Work on stretching your pecs, especially after workout and like said above ensure you are doing as much rowing work as pressing.
Good Luck, Loco
04-14-2003, 06:24 PM
recommeded by who? most professinals don't know their ass from a hole in the ground. in my opinion you did exactly the right thing: light to heavy and work around problem areas. i don't know how bad your problem was, but ideally you would like to get to the point where you can lower the weight all the way. i realize that for some injuries this will never be possible.
04-14-2003, 08:07 PM
Professionals as in physical therepists. Although I didn't see one for my shoulder problem I did research it. I doubt therepists or doctors will ever recommend heavy lifting for anything. I am just happy I fixed the problem before I forced a tear and ended up under the knife.
As far as the range of motion goes for bench pressing, this is somewhat debated. The upper arm geometry for someone with long arms and a shallow chest will be much different then someone with a barrell chest and short arms with bar fully lowered. For the long armed person this puts lots of stress on the shoulder joint as it has to give because the scapula cannot. For the non-power lifter this can be avoided by taking the bar down to upper arms parallel to the floor or just beyond or by taking a narrower grip and keeping the upper arms close to the lats (power lifter form?). The second solution isn't a good one in my opinion for body builders as it reduces the stress on the pecs and increases the stress on the ant delts and tris because the motion moves from horizontal plane to sagittal plane. I bench for chest development so I want the stress on the pecs.
So...Instead of calling a full range of motion for bench simply "touching the bar on the chest" it is more universal to use upper arm geometry as the limiting factor for bar depth. This would be not be applicable to those training for strength sports as the rules of the sport will govern ther range of motion. Of course this is just my opinion as I understand it.

■ ■ ■ ■

▶ [Problem to solve] Please quote the forum posts on shoulder strain and bench press range of motion in full, word for word.

■ ■ ■ ■

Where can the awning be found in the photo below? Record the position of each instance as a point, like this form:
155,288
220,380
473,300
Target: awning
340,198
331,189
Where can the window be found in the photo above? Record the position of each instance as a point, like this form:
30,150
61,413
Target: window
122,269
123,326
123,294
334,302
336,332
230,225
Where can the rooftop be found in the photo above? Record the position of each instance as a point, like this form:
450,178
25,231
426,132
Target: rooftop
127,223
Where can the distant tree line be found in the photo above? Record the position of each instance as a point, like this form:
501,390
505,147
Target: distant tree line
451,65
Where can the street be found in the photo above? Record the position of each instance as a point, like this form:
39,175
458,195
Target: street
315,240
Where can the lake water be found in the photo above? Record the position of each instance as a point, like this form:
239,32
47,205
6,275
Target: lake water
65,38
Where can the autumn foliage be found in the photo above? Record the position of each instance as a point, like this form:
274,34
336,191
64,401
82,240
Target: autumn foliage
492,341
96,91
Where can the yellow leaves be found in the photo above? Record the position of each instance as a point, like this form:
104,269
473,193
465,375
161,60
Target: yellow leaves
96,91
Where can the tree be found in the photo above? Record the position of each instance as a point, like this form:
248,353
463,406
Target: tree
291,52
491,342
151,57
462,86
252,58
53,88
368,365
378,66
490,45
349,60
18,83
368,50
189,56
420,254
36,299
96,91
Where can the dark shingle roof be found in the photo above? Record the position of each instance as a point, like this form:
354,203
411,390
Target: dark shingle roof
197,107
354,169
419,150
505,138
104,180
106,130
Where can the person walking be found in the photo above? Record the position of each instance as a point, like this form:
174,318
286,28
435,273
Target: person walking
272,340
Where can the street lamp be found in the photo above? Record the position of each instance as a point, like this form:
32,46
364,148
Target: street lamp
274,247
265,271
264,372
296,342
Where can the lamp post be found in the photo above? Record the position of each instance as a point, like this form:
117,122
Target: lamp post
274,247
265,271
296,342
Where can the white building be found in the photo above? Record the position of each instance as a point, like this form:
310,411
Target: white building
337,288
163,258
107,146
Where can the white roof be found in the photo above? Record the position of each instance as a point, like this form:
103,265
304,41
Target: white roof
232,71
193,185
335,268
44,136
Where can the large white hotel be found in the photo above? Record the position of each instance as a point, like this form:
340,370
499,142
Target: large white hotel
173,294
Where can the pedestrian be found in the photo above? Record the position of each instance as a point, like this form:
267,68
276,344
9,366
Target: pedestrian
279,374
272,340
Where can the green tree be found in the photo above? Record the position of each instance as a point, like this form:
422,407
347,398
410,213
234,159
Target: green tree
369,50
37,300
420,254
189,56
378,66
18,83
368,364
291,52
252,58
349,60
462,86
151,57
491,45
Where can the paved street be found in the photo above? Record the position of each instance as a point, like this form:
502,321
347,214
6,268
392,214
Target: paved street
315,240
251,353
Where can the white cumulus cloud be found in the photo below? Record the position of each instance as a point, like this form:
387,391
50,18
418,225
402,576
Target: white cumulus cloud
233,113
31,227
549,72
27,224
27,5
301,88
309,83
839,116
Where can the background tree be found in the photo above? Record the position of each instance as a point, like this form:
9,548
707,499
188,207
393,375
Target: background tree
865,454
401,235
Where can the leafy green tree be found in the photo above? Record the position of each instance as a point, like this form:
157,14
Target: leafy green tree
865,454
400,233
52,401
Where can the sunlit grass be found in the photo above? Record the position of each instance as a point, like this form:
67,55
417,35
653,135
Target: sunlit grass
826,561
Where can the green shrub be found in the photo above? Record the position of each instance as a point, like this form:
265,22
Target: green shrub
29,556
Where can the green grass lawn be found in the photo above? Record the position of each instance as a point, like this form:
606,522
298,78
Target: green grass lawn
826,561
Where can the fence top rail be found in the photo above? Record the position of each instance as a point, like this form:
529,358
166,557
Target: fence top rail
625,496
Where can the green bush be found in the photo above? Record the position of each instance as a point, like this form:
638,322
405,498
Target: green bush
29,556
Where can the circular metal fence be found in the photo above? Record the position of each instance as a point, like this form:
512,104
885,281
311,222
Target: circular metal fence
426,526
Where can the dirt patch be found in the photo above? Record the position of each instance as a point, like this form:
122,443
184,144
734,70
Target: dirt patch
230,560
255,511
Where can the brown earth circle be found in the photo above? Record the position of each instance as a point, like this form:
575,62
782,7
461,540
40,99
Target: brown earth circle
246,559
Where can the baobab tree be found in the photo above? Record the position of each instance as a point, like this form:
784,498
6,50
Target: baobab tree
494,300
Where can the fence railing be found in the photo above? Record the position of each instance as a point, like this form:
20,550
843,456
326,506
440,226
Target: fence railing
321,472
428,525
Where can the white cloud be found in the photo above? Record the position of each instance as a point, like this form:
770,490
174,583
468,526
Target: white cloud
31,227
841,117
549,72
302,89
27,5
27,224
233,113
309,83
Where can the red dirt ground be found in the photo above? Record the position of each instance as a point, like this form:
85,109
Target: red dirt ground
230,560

■ ■ ■ ■

▶ [Output below]
Work on stretching your pecs, especially after workout and like said above ensure you are doing as much rowing work as pressing.
Good Luck, Loco
04-14-2003, 06:24 PM
recommeded by who? most professinals don't know their ass from a hole in the ground. in my opinion you did exactly the right thing: light to heavy and work around problem areas. i don't know how bad your problem was, but ideally you would like to get to the point where you can lower the weight all the way. i realize that for some injuries this will never be possible.
04-14-2003, 08:07 PM
Professionals as in physical therepists. Although I didn't see one for my shoulder problem I did research it. I doubt therepists or doctors will ever recommend heavy lifting for anything. I am just happy I fixed the problem before I forced a tear and ended up under the knife.
As far as the range of motion goes for bench pressing, this is somewhat debated. The upper arm geometry for someone with long arms and a shallow chest will be much different then someone with a barrell chest and short arms with bar fully lowered. For the long armed person this puts lots of stress on the shoulder joint as it has to give because the scapula cannot. For the non-power lifter this can be avoided by taking the bar down to upper arms parallel to the floor or just beyond or by taking a narrower grip and keeping the upper arms close to the lats (power lifter form?). The second solution isn't a good one in my opinion for body builders as it reduces the stress on the pecs and increases the stress on the ant delts and tris because the motion moves from horizontal plane to sagittal plane. I bench for chest development so I want the stress on the pecs.
So...Instead of calling a full range of motion for bench simply "touching the bar on the chest" it is more universal to use upper arm geometry as the limiting factor for bar depth. This would be not be applicable to those training for strength sports as the rules of the sport will govern ther range of motion. Of course this is just my opinion as I understand it.